* [Texte à lire]
◆ ◆ ◆ ◆ ◆ ◆ ◆
- International – Allemagne
Julian Nagelsmann, le temps de l’expérimentation
Contrairement à ses prédécesseurs, Julian Nagelsmann semble prendre la Ligue des nations au sérieux. Première de son groupe, l’Allemagne est déjà assurée de disputer les quarts de finale avant d’affronter la Bosnie-Herzégovine, puis la Hongrie. De quoi permettre au sélectionneur de la Nationalmannschaft de bâtir une nouvelle ossature avec le Mondial 2026 en ligne de mire.
Lors d’un gala organisé par la fédération bavaroise de football le week-end dernier, c’est en costume traditionnel que Julian Nagelsmann est venu dire quelques mots au micro en sa qualité d’invité d’honneur. Pour l’occasion, le sélectionneur de la Nationalmannschaft s’est fendu d’un petit clin d’œil à la situation politique qui agite actuellement l’Allemagne depuis que le Chancelier Olaf Scholz a écarté son ministre des Finances, le libéral Christian Lindner, faisant ainsi voler en éclats la coalition gouvernementale : « La semaine prochaine, on essaiera de proposer à nouveau deux rencontres qui aideront à oublier le chaos politique qui domine actuellement », ajoutant que si « beaucoup de choses ne vont pas » en Allemagne, « il y en a aussi beaucoup d’autres qui fonctionnent bien ».
Sa Nationalmannschaft par exemple. Seule en tête de son groupe, l’Allemagne est déjà qualifiée pour les quarts de finale de la Ligue des nations et peut, dès samedi face à la Bosnie-Herzégovine, valider officiellement sa première place et envisager le prochain tour – en mars 2025 – dans la position de grandissime favorite. « Pour nous, une première participation au Final Four est une étape intermédiaire importante sur la route du Mondial 2026 », confirmait le sélectionneur de 37 ans en conférence de presse.
◆ ◆ ◆ ◆ ◆ ◆ ◆
* [Travail à faire]
**a)** Relève toutes les personnes nommées dans le texte sur Julian Nagelsmann.
**b)** Remplace « box » par « bounding box » dans le listing, de la première ligne jusqu'à la ligne contenant « negative clicks: (367, 192) » incluse, et recopie ces lignes sans autre modification.

* [Extraits de données]
◆ ◆ ◆ ◆ ◆ ◆ ◆
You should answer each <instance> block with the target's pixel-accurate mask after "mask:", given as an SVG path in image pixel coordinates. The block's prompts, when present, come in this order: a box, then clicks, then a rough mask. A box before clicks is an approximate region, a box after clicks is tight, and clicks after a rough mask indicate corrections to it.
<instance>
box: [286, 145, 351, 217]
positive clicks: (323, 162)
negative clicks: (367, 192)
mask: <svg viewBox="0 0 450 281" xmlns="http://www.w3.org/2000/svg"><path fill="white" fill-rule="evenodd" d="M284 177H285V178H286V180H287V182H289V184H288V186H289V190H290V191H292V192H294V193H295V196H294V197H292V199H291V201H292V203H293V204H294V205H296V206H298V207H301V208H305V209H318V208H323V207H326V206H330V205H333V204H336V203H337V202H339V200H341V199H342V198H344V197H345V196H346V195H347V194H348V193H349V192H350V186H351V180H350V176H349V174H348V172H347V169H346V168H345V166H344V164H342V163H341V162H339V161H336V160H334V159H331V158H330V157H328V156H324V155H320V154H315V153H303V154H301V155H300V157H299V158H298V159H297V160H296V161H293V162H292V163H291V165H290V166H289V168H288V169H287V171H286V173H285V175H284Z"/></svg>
◆ ◆ ◆ ◆ ◆ ◆ ◆
* [Corrigé]
**a)** Julian Nagelsmann, Olaf Scholz, Christian Lindner

**b)**
You should answer each <instance> block with the target's pixel-accurate mask after "mask:", given as an SVG path in image pixel coordinates. The block's prompts, when present, come in this order: a bounding box, then clicks, then a rough mask. A bounding box before clicks is an approximate region, a bounding box after clicks is tight, and clicks after a rough mask indicate corrections to it.
<instance>
bounding box: [286, 145, 351, 217]
positive clicks: (323, 162)
negative clicks: (367, 192)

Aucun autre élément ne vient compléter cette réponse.